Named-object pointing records
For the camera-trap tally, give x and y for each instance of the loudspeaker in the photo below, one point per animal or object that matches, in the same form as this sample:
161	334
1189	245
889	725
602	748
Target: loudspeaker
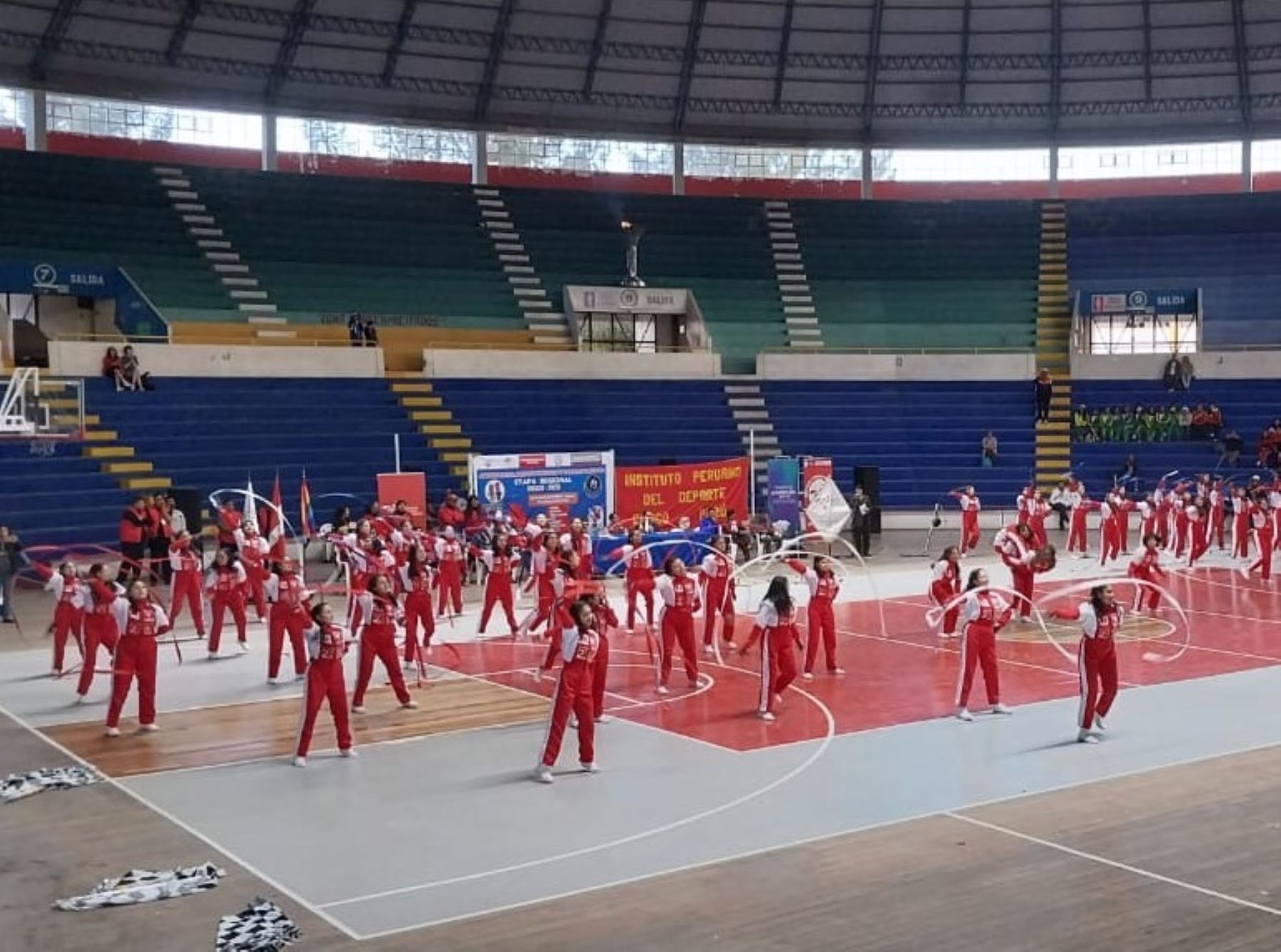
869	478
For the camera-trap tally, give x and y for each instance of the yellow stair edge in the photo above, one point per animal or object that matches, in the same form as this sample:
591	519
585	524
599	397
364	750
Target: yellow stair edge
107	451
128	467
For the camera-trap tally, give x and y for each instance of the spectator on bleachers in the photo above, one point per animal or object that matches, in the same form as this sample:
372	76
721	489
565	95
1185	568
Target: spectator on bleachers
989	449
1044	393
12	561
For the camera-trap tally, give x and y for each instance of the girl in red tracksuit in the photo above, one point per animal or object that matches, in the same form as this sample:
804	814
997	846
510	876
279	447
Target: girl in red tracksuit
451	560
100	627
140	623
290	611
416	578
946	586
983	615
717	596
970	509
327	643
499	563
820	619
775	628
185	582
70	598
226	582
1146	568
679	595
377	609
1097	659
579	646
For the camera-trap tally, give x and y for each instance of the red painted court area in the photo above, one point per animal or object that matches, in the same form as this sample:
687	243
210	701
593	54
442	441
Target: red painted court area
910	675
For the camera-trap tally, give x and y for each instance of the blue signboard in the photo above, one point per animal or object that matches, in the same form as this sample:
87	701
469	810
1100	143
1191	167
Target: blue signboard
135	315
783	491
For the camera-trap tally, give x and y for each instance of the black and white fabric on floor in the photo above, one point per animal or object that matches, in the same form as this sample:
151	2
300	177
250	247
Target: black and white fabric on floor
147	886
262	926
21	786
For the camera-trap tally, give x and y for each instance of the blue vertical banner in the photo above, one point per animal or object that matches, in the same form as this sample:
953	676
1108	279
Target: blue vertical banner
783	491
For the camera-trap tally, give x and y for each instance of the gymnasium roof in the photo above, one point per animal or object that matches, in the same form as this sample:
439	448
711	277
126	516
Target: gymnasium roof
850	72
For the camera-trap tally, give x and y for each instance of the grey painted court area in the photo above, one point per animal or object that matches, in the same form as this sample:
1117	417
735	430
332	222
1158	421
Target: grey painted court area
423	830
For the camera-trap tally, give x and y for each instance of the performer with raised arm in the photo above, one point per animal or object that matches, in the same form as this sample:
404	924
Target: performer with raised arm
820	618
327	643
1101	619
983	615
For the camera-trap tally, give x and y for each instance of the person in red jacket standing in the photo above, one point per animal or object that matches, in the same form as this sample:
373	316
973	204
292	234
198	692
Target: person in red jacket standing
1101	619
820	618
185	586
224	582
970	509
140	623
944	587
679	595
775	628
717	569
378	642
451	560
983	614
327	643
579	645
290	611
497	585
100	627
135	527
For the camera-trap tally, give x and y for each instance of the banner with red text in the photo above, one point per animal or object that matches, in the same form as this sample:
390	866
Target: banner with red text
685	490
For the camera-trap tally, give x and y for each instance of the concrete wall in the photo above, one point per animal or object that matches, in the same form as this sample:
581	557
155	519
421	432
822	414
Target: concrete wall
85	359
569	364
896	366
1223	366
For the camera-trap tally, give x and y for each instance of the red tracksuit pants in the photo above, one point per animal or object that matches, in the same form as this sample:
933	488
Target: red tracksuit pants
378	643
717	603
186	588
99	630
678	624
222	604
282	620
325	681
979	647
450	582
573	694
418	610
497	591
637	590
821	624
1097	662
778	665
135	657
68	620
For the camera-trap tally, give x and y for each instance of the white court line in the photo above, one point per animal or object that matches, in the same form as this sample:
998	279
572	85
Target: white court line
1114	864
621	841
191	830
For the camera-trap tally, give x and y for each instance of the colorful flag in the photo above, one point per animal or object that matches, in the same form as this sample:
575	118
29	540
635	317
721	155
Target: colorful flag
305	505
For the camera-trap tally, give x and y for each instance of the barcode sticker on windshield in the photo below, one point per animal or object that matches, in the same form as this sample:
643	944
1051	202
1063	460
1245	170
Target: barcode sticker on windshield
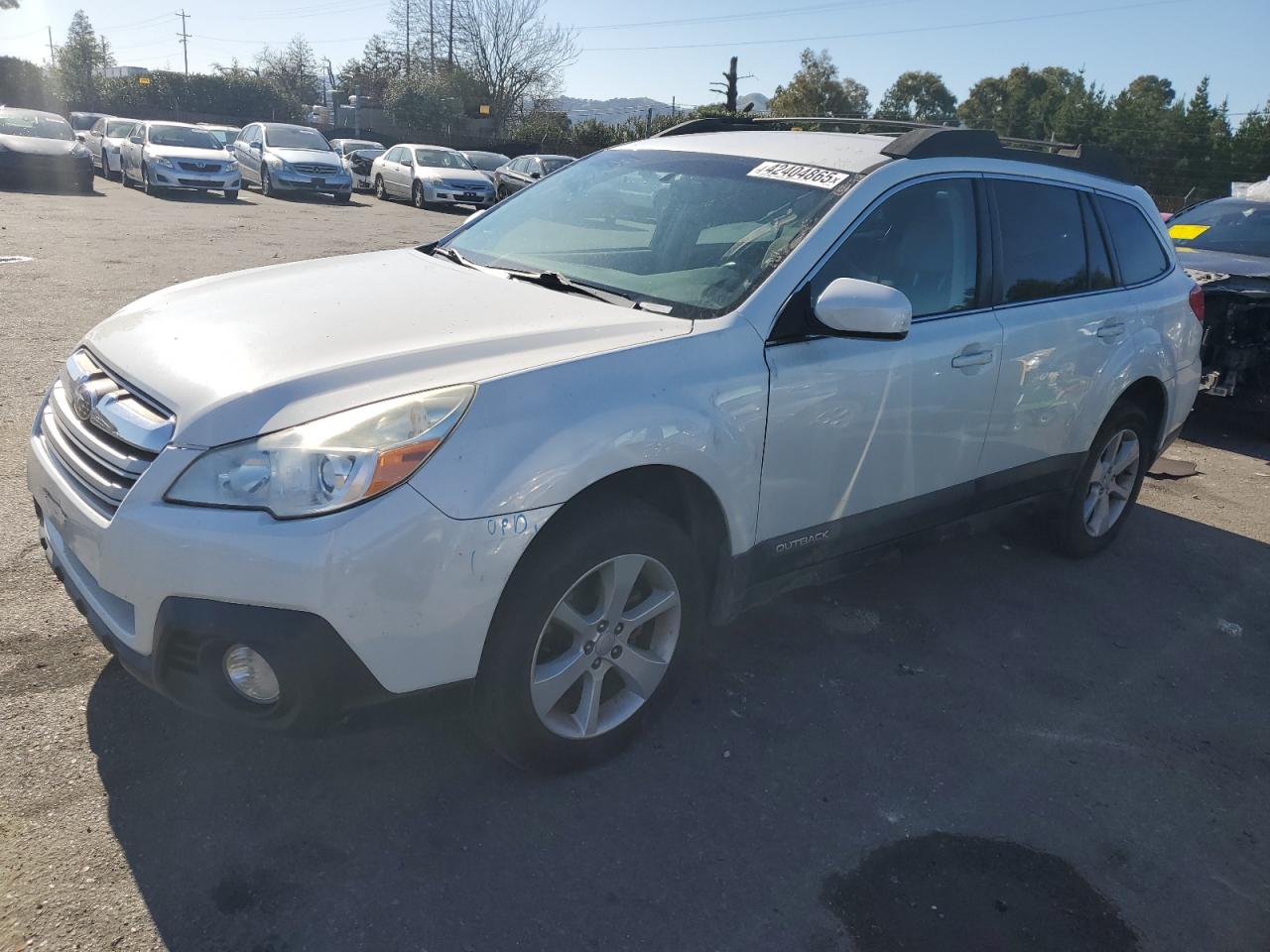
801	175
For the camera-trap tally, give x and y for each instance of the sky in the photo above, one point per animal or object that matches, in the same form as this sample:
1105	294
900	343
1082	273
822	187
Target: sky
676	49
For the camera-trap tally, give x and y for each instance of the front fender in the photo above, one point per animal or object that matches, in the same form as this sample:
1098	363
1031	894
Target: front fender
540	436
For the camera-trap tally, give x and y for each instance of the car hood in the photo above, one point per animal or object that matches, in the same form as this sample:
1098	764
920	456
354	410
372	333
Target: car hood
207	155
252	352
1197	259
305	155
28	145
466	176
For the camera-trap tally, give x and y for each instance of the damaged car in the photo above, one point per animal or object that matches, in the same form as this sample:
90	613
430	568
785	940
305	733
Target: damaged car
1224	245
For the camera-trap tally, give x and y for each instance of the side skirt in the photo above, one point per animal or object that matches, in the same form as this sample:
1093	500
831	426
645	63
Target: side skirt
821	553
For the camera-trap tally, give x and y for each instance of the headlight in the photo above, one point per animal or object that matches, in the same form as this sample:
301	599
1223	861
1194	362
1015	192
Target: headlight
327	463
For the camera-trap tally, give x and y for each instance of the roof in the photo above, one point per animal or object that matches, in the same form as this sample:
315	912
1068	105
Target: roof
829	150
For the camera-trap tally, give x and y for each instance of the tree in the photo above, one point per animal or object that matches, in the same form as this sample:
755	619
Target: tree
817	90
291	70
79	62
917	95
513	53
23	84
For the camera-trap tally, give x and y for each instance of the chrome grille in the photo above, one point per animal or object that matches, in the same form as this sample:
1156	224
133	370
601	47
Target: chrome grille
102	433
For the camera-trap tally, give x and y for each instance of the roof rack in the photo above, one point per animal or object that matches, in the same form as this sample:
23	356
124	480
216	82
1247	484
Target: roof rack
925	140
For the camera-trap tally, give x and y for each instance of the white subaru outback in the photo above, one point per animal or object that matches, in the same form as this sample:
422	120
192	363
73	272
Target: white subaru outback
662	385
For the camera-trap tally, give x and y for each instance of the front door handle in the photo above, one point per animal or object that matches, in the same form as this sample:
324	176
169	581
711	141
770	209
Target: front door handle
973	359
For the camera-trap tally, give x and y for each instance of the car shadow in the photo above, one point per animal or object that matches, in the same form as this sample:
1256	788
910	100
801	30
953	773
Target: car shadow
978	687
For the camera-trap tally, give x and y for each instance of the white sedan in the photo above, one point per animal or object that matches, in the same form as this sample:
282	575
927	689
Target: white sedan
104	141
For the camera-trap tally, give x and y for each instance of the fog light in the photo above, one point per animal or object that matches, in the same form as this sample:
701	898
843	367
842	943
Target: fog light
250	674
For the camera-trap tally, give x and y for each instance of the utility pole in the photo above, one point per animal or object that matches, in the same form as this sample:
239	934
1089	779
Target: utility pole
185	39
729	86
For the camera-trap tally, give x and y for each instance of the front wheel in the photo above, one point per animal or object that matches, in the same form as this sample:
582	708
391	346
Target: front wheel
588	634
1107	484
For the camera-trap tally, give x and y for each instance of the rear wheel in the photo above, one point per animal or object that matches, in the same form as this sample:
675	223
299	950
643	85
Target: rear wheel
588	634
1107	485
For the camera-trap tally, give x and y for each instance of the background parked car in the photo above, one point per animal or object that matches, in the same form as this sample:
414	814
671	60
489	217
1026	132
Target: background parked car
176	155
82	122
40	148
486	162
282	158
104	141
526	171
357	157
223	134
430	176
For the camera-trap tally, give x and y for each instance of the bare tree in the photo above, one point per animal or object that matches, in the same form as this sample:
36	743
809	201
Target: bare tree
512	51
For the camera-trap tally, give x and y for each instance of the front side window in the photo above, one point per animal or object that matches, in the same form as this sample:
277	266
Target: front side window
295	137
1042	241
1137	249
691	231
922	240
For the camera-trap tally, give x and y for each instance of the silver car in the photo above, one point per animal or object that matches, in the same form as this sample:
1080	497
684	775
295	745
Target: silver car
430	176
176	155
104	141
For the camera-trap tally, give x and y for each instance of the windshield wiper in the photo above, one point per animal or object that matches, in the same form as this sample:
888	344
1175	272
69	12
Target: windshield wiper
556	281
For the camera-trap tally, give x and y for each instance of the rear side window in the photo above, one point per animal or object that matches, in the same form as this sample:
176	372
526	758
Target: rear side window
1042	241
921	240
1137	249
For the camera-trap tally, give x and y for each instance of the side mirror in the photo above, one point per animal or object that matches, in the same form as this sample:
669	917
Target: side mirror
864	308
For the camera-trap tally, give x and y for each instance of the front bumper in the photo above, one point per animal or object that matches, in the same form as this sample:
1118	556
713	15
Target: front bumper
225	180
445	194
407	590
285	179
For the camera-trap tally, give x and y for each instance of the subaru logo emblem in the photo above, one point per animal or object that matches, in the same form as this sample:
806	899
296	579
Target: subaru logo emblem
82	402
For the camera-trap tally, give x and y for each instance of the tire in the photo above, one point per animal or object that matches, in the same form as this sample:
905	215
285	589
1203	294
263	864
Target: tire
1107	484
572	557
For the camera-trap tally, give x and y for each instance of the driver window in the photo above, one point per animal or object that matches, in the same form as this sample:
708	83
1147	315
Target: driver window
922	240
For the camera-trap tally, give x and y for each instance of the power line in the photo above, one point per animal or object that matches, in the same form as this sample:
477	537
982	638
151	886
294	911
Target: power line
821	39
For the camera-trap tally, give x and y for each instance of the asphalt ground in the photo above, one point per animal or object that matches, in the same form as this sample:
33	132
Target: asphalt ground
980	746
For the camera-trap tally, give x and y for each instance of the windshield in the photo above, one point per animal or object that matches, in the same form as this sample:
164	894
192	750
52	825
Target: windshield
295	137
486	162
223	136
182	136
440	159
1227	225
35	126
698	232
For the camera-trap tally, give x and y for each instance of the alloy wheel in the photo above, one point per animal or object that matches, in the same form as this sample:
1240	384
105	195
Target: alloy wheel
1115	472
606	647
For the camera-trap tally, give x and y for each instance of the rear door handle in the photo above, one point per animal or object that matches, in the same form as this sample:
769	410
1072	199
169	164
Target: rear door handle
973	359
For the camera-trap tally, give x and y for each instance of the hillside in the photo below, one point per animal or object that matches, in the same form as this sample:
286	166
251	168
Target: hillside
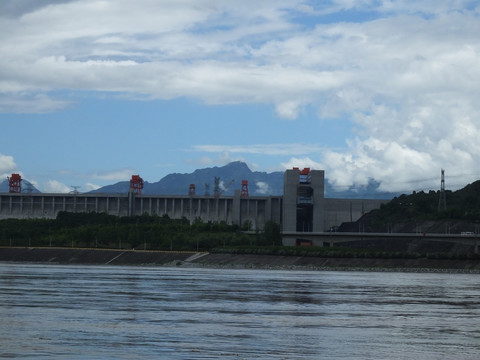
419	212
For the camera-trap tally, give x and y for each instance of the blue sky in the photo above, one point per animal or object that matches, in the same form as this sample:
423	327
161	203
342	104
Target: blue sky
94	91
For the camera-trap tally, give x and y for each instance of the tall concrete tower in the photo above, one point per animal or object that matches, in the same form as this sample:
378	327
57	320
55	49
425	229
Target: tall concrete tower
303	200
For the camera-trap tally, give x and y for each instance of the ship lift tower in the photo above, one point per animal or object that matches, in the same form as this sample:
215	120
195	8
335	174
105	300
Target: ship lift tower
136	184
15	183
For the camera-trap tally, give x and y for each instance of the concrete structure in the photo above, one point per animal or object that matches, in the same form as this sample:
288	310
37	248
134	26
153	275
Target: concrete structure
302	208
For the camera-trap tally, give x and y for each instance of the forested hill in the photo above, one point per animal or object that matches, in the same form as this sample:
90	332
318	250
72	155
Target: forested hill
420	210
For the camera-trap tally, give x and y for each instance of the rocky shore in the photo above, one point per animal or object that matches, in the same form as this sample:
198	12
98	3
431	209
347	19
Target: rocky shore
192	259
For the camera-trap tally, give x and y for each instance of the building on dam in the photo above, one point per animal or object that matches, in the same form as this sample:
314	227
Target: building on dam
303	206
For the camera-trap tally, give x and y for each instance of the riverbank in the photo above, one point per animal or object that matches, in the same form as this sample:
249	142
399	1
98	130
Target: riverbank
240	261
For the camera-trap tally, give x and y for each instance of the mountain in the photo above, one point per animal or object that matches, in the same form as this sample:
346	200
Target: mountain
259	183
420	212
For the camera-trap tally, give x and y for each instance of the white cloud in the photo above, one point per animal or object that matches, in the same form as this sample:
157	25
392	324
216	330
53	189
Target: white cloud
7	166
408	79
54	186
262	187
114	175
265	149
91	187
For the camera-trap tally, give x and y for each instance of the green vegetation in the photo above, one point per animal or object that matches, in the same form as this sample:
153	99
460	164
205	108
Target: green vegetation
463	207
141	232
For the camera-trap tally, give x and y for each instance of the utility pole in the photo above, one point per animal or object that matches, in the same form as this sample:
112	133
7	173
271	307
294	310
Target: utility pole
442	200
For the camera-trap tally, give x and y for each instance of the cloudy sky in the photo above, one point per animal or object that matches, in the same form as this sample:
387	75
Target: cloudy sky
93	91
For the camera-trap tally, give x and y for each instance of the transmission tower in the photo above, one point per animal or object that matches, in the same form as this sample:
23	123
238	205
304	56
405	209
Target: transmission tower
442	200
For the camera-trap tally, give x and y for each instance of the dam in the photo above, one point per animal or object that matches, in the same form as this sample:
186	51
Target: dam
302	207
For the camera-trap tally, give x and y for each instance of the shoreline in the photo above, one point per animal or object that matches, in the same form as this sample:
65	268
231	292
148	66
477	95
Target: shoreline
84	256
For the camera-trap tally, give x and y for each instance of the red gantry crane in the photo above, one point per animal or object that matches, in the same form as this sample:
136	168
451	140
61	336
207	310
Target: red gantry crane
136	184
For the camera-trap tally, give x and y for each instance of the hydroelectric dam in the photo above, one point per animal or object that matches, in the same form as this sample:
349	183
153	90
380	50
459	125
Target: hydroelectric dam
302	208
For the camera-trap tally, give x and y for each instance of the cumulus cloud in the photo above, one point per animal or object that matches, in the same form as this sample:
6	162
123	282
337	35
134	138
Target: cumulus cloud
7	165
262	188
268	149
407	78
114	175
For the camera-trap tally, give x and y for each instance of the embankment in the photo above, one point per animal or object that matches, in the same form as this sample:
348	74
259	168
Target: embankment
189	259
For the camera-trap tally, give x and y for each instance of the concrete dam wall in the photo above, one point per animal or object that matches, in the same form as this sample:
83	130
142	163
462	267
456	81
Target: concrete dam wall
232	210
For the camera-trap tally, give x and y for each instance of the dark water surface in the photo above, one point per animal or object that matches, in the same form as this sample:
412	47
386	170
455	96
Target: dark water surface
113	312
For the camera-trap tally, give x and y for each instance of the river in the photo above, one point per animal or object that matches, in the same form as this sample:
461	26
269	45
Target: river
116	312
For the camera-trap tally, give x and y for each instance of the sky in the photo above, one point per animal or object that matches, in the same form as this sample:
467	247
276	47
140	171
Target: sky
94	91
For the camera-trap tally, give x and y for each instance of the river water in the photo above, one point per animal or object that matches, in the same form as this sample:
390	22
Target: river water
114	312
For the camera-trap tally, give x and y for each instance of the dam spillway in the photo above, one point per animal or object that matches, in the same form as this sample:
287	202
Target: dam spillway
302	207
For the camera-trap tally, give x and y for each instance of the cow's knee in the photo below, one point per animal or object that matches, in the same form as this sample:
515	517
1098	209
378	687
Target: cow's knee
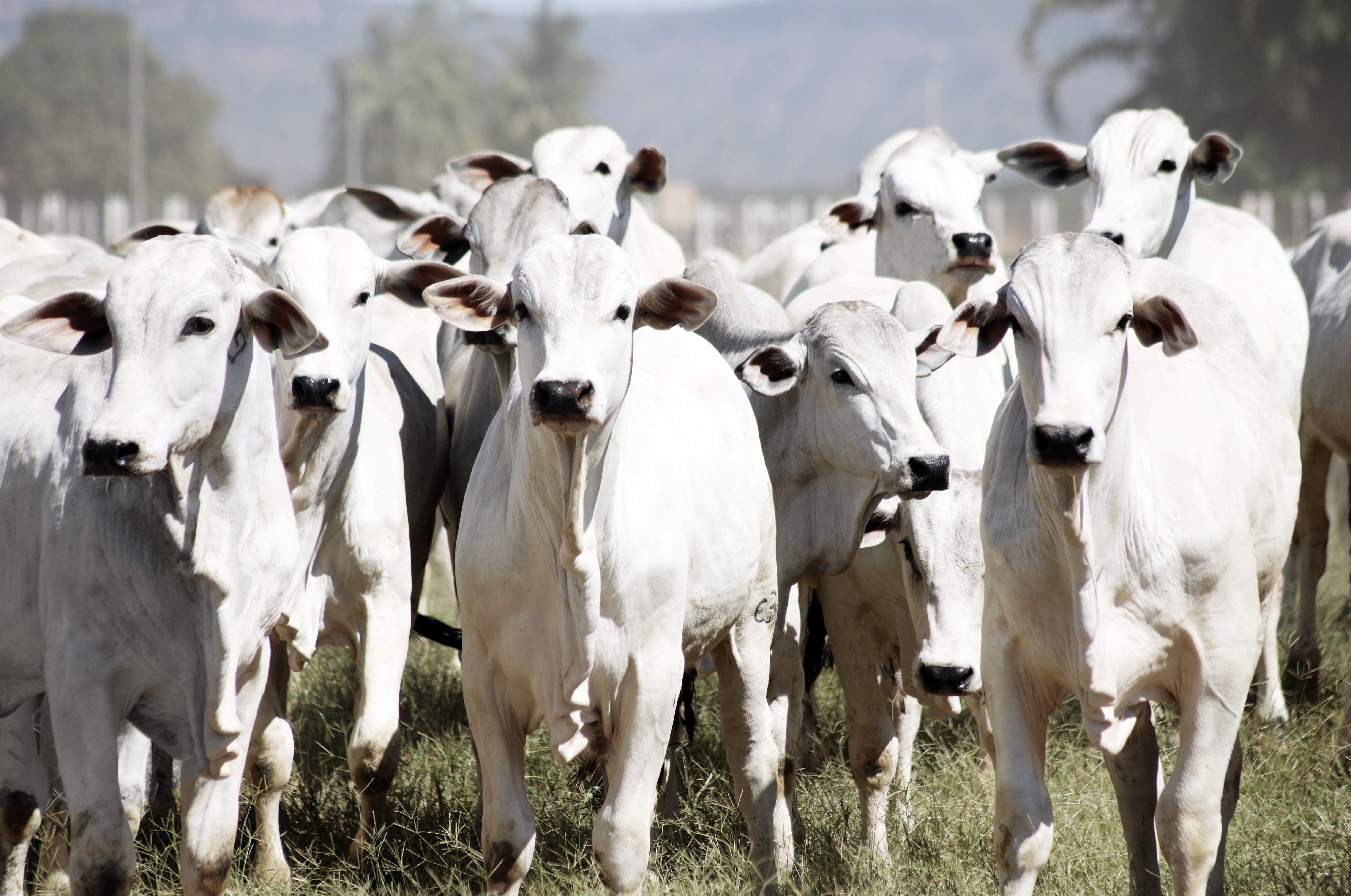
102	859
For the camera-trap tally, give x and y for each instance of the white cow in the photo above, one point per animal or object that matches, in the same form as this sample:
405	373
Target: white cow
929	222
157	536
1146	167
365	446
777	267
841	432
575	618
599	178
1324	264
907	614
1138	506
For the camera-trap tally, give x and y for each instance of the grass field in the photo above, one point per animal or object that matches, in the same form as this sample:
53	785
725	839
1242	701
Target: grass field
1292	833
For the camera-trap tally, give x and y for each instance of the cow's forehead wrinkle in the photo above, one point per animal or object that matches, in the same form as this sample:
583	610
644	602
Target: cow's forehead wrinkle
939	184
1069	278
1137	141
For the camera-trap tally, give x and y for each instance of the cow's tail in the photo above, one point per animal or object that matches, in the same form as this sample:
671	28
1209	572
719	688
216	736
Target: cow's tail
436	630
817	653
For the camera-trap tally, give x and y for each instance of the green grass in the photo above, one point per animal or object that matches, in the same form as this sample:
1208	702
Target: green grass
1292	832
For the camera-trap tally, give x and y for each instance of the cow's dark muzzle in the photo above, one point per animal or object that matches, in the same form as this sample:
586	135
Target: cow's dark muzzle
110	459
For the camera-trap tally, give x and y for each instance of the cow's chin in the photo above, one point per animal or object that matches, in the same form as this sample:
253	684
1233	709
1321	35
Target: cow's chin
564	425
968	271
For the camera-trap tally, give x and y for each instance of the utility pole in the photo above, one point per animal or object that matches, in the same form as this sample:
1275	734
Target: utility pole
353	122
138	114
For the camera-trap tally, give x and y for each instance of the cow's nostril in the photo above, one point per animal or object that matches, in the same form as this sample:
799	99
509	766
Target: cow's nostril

• _The problem_: Everything from the line that contains "the cow's chin" through the end of the records must be duplicated exactly, and nothing outside that range.

• _Solution_:
For the camera-trap tally, give x and y for each instance of the cow's chin in the photo above, one point per animal or object that matches, in the same form as this sample:
253	684
1233	709
1321	35
Target: cow's chin
564	425
968	271
For the camera-trap tally, give x and y for each instance of the utility pole in the photo above, one point per animal or object that matches, in the same form as this sample:
1275	734
Target: utility pole
353	122
138	114
For the camera-trap tally, give x and y for each instance of the cow's nostril in the photo above, one point per animal or object that matches, in the same form as this sample:
799	99
509	766
Target: cow's nostril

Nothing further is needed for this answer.